• [Problem description]: The output should be the line containing "point(71, 192)" and every later line of the records, exactly as written, and nothing else.

• [Exercise inputs]:

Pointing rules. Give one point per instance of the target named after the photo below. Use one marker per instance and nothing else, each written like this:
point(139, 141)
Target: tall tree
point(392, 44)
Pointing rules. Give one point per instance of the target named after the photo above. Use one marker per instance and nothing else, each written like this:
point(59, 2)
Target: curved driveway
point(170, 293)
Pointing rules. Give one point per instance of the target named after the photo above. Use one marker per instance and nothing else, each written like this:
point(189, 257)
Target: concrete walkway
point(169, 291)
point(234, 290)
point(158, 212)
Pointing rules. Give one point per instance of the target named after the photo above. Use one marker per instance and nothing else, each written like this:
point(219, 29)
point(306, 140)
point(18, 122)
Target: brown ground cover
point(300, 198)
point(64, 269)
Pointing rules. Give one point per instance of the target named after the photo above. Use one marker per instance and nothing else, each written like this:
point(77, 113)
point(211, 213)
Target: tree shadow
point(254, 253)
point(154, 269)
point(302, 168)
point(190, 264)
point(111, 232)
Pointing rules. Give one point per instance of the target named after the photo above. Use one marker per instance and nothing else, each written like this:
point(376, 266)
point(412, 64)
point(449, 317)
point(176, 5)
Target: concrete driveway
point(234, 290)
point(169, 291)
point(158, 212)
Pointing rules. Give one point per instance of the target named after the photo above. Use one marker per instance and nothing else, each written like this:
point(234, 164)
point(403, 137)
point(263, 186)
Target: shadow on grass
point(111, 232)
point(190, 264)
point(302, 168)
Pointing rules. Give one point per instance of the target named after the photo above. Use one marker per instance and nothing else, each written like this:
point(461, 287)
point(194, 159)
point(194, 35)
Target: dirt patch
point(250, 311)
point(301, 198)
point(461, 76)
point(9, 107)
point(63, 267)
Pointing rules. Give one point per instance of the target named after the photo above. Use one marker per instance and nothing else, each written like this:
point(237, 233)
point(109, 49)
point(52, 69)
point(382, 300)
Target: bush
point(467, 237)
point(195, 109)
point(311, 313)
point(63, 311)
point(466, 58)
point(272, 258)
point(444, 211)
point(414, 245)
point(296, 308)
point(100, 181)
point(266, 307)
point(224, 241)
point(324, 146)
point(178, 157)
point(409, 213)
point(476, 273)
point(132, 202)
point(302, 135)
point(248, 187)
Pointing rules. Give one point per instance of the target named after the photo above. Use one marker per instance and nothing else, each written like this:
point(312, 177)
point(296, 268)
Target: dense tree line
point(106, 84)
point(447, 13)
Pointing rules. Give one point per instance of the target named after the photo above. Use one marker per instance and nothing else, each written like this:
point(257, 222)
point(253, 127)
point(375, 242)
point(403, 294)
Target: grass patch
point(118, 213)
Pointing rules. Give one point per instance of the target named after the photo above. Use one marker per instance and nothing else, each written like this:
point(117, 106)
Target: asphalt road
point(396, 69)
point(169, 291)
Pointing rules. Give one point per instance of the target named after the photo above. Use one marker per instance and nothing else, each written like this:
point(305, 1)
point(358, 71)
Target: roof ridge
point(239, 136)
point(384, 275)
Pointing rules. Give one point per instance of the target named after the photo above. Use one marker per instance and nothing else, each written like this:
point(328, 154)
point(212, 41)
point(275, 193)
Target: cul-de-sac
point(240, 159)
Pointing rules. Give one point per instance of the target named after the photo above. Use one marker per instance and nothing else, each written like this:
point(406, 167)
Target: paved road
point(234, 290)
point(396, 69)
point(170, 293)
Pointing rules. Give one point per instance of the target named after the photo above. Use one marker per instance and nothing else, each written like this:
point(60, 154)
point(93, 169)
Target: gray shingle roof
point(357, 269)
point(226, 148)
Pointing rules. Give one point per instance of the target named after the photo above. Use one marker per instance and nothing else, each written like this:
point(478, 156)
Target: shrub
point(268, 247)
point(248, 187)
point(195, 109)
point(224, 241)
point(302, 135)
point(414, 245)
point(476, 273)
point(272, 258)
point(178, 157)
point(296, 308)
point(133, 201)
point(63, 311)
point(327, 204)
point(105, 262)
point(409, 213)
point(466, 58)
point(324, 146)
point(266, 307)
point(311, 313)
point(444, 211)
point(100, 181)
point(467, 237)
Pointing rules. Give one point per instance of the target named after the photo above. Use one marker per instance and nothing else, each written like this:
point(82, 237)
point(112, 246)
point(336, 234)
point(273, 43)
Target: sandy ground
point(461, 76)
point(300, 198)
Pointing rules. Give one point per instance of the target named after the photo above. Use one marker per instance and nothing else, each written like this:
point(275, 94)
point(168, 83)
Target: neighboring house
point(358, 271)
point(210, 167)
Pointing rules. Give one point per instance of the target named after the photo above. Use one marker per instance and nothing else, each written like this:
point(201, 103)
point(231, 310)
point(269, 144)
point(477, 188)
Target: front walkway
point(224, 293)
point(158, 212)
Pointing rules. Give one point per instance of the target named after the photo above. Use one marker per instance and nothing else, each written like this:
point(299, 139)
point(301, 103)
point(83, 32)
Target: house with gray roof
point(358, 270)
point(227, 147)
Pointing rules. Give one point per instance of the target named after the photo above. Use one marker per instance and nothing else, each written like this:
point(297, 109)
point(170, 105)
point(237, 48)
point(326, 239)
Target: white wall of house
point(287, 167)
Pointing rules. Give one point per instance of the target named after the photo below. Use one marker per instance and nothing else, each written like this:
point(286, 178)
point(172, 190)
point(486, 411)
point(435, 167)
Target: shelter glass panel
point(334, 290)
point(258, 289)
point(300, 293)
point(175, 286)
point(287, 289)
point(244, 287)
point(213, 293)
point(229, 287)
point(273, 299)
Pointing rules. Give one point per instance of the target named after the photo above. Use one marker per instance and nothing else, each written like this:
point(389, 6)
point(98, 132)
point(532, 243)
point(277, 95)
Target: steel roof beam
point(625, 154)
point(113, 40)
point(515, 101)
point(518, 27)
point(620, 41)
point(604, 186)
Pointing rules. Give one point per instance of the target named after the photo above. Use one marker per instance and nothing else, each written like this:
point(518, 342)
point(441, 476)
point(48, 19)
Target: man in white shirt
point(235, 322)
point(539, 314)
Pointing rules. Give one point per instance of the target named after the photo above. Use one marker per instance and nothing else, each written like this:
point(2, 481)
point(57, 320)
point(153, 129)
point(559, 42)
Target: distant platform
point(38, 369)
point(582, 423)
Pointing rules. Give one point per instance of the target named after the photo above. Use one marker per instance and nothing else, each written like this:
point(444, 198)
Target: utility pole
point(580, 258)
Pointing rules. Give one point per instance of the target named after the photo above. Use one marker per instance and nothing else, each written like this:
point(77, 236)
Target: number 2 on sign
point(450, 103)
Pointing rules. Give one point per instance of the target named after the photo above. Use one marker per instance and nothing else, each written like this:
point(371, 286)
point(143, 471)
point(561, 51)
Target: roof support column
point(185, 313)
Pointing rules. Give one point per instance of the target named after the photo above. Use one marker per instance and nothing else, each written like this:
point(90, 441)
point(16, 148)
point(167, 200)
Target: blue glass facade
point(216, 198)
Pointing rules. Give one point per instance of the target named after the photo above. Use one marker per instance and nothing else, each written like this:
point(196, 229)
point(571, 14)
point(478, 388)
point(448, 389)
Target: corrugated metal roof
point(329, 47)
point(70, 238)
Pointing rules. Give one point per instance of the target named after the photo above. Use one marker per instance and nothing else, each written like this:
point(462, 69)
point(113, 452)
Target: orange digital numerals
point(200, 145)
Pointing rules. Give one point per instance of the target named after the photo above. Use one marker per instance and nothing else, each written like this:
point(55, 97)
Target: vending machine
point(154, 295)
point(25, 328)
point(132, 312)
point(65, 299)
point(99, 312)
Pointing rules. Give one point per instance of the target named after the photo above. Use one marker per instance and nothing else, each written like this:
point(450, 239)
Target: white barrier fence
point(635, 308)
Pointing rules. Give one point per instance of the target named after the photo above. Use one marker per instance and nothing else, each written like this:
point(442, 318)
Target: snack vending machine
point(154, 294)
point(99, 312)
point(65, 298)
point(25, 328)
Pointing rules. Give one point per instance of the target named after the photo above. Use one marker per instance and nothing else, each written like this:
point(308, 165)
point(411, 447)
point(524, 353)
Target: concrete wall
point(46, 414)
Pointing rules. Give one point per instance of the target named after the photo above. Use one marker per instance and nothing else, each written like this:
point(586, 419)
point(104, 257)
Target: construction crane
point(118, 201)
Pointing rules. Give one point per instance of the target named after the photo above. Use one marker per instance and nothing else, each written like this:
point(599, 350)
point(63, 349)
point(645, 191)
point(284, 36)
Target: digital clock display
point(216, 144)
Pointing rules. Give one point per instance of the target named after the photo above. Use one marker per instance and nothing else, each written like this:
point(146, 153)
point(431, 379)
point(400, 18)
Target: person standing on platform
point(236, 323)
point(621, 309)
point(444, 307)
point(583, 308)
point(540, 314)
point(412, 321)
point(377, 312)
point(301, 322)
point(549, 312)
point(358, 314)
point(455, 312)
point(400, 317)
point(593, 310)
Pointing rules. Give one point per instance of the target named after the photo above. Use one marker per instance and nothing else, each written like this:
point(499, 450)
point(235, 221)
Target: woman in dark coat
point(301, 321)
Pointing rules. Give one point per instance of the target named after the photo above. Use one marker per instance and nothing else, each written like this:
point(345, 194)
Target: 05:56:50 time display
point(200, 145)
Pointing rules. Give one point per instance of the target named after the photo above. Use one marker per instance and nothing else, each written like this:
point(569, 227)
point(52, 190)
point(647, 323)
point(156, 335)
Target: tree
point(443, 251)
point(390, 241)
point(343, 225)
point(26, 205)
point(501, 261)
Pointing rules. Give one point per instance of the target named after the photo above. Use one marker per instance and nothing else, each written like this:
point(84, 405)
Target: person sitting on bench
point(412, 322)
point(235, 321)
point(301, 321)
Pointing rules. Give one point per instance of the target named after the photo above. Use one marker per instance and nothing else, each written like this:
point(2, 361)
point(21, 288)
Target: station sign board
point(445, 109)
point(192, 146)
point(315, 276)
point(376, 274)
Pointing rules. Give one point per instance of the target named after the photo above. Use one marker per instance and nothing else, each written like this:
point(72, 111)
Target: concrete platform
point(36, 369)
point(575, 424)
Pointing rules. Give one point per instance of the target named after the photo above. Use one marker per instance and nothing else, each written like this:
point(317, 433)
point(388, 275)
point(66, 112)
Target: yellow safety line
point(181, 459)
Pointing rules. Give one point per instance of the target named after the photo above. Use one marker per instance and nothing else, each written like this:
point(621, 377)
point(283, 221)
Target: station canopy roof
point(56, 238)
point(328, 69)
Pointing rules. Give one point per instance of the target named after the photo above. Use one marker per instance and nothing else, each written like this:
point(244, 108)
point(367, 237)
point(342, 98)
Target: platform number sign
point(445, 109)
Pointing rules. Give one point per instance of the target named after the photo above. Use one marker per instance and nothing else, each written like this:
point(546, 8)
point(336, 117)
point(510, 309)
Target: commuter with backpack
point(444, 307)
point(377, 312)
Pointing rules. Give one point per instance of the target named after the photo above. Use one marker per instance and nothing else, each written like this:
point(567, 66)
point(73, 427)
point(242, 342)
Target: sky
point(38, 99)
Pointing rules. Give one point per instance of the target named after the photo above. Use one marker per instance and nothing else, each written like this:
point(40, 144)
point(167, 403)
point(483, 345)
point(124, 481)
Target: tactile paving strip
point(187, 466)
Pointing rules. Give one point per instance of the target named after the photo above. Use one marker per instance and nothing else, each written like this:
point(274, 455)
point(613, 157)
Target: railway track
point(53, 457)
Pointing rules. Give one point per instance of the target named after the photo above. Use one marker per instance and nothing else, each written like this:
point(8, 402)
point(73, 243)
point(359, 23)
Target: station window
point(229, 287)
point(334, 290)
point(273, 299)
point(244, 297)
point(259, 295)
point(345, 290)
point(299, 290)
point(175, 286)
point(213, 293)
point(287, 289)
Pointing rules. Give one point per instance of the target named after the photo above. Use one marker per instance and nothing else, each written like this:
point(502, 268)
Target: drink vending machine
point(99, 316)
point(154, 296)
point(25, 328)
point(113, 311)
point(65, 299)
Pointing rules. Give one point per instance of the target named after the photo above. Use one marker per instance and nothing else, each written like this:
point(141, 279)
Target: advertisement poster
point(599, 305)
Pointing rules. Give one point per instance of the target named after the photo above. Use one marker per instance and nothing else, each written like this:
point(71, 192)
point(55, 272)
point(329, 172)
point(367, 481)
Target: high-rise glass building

• [Exercise result]:
point(71, 192)
point(55, 272)
point(329, 172)
point(367, 481)
Target: high-rise glass building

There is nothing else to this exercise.